Set of tasks
A: In the essay on teaching at a community college, how long was the probationary period before the writer became a tenured instructor?
B: Carry on the essay on teaching at a community college from where it stops.

Excerpted passage
************

My first year on the job market yielded few interviews at such places; my second year even fewer. By the spring of that second year, when desperation set in, I sent off an application to a community college and, remarkably, given my overly specialized training, I landed the job. When I did, my wife reminded me that I had once wanted to teach at a community college. That was not, however, how I felt by the end of my graduate education. It's shameful to me now, but after I accepted the job, instead of feeling jubilant, I actually felt like a failure. I was more inclined to agree with one of my professors, who encouraged me to consider not taking the position, since a community college job—with its teaching workload and lowly status—would permanently banish me from the ranks of respectable academia. My academic training had insidiously convinced me that working at anything but a four-year institution meant that I had not really made the grade. My rational self told me that there were many others in my position, or worse, and that the arbitrary nature of the job market certainly was not an indictment of my own abilities, but I couldn’t help shaking the feeling that my position somehow reflected my own inadequacies. This lurking sense of inadequacy was re-enforced by the reactions that I received from my four-year colleagues. If only I had listened to my professor, I might still be holding down multiple adjunct positions while chasing that elusive academic position. Or perhaps I’d be one of the lucky ones, a low-paid assistant professor sweating tenure, hurriedly trying to transform my dissertation into a publishable manuscript.

My views about community colleges began to change when I realized that most of my colleagues, even without those precious three letters behind their names, knew a heck of a lot more about history than me or anyone else I had encountered in graduate school. Perhaps their knowledge was not always packaged neatly within the wrapping of the most recent academic fads—you can know, for instance, volumes about nationalism without ever reading Benedict Anderson—but it reflected a broad engagement with big ideas and historical trends that were often lacking in graduate school. My colleagues read the New York Review of Books and talked about history books that the rest of the educated world was reading, but are somehow overlooked in most grad school seminars. My colleagues were also experienced teachers who actually thought about student learning styles and the art and theory of history pedagogy, something which had been altogether absent from my teaching apprenticeship, where TAs were left on their own to sink or swim in the classroom with very little or no formal guidance from their mentors. Further, I found that the 3-3-3 teaching load was not as oppressive as it first had seemed and, after a short, three-year probationary period, I was a tenured instructor with job security and a comfort level in the classroom that liberated me from my notes and allowed every survey course to proceed down its own unique path. Moreover, my breaks and weekends were not filled with the angst of having to work on the next article or manuscript, which many of my four-year colleagues were experiencing. I continued to give conference papers, write book reviews, and even work on articles—and, yes, much of this did happen during breaks—but I did it by choice, knowing that my livelihood was not dependent upon it, and that was a liberating realization.3 Financially, I was doing as well as, if not better, than most of my four-year colleagues because of the opportunity to teach extra classes for extra pay, something that university professors are prohibited from doing (because you should be working on that manuscript!). Teaching overloads can be, of course, a double-edged sword, but in my case, my family has benefited tremendously.

************

Raw data
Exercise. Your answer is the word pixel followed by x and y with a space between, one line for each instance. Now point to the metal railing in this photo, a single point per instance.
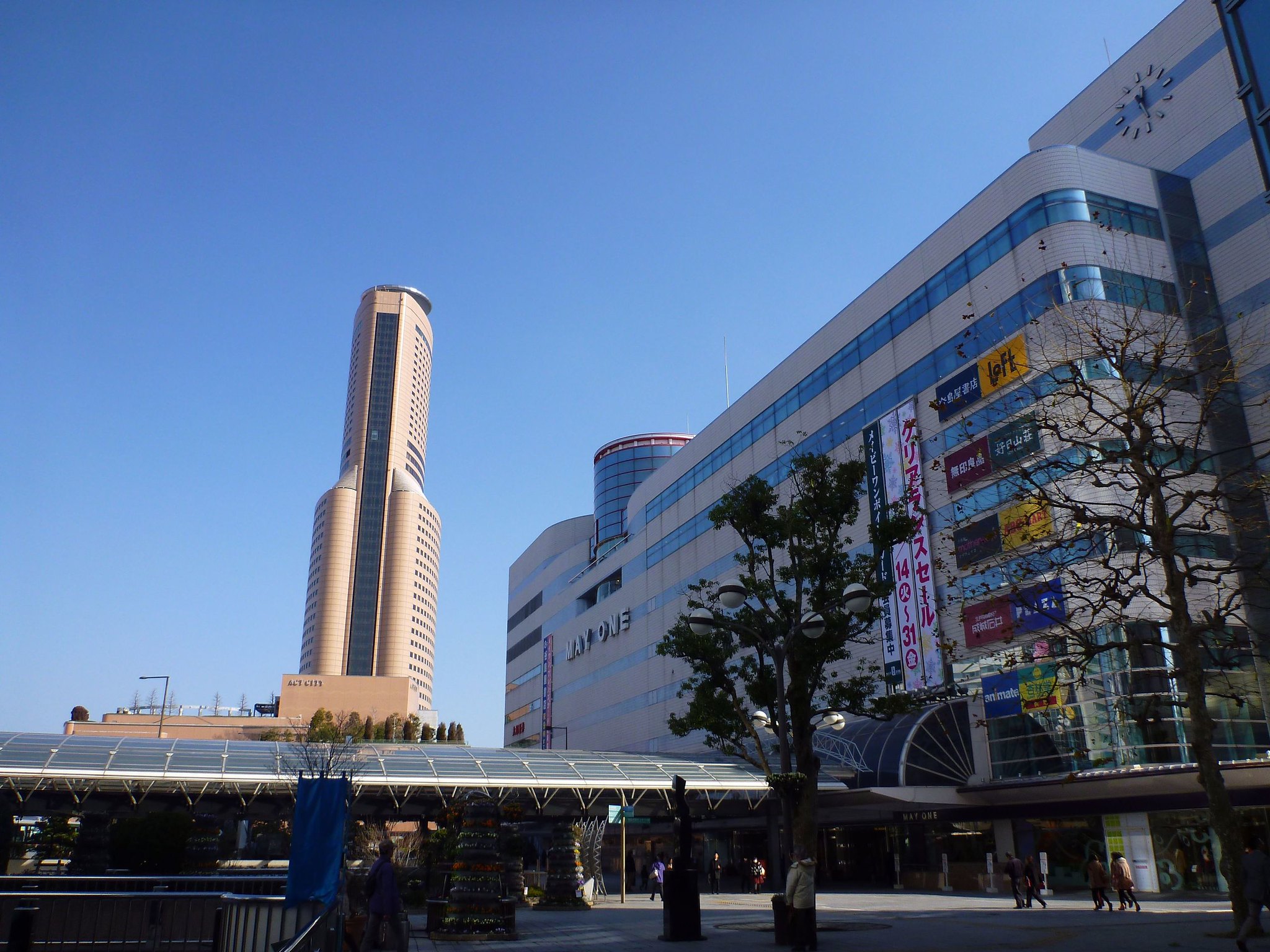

************

Answers to the exercises
A: It was a short, three-year probationary period.

B:
For all of these reasons, I began to relax, enjoy life, and shake my sense of second-class citizenship within the history profession—a task that still requires me to constantly overlook the narrow snobbishness that pervades higher academia. For open-minded graduate students who are now, or will soon be, pursuing that elusive tenure-track history position at a four-year college or university, I humbly submit the following reasons why you should seriously consider expanding your search to include community colleges:

  1. Social Impact. The most idealistic of us entered graduate school because we sought the opportunity to reach and inspire students through teaching college-level history. Although that vision was beaten out of us in graduate school, as we learned that publishing articles and monographs, not a passion for teaching, was the path to academic advancement, community colleges—when they are at their best—allow that spark to be rekindled by placing teaching at the center of our academic responsibilities. Moreover, as growing tuition costs and economic insecurity push more students out of the university system, community colleges are becoming the hub of democratic higher education, the only place where diverse students from lower socioeconomic levels can find access to the American dream of a college degree. While university professors are privileged to work with history majors, community college teachers are privileged to educate the much more abundant numbers of students who might take only one college history course in their entire lives—yours. And who knows, you may even inspire a few of them to become history majors.
  2. Professional Development. Many of us fear that if we take employment at a community college, our teaching load will prevent us from producing the book or article that defines us as a "legitimate" practitioner of history. But community colleges offer ample opportunity to continue research and writing, without the strictures of university publishing. I am just back from a sabbatical, working on a manuscript—yes, one with footnotes—and I've been supported in my efforts to attend conferences, publish, and remain current in my field. I also teach upper-division courses at a local university (yes, for extra money). In other words, teaching at a community college does not mean that you have to quit researching, writing, or engaging with the scholarly community. At the same time, opportunities for professional development and creative productivity are much more broadly defined than university standards for academic scholarship, and the unexpected luxury of being an "outsider" at academic conferences can also be invigorating.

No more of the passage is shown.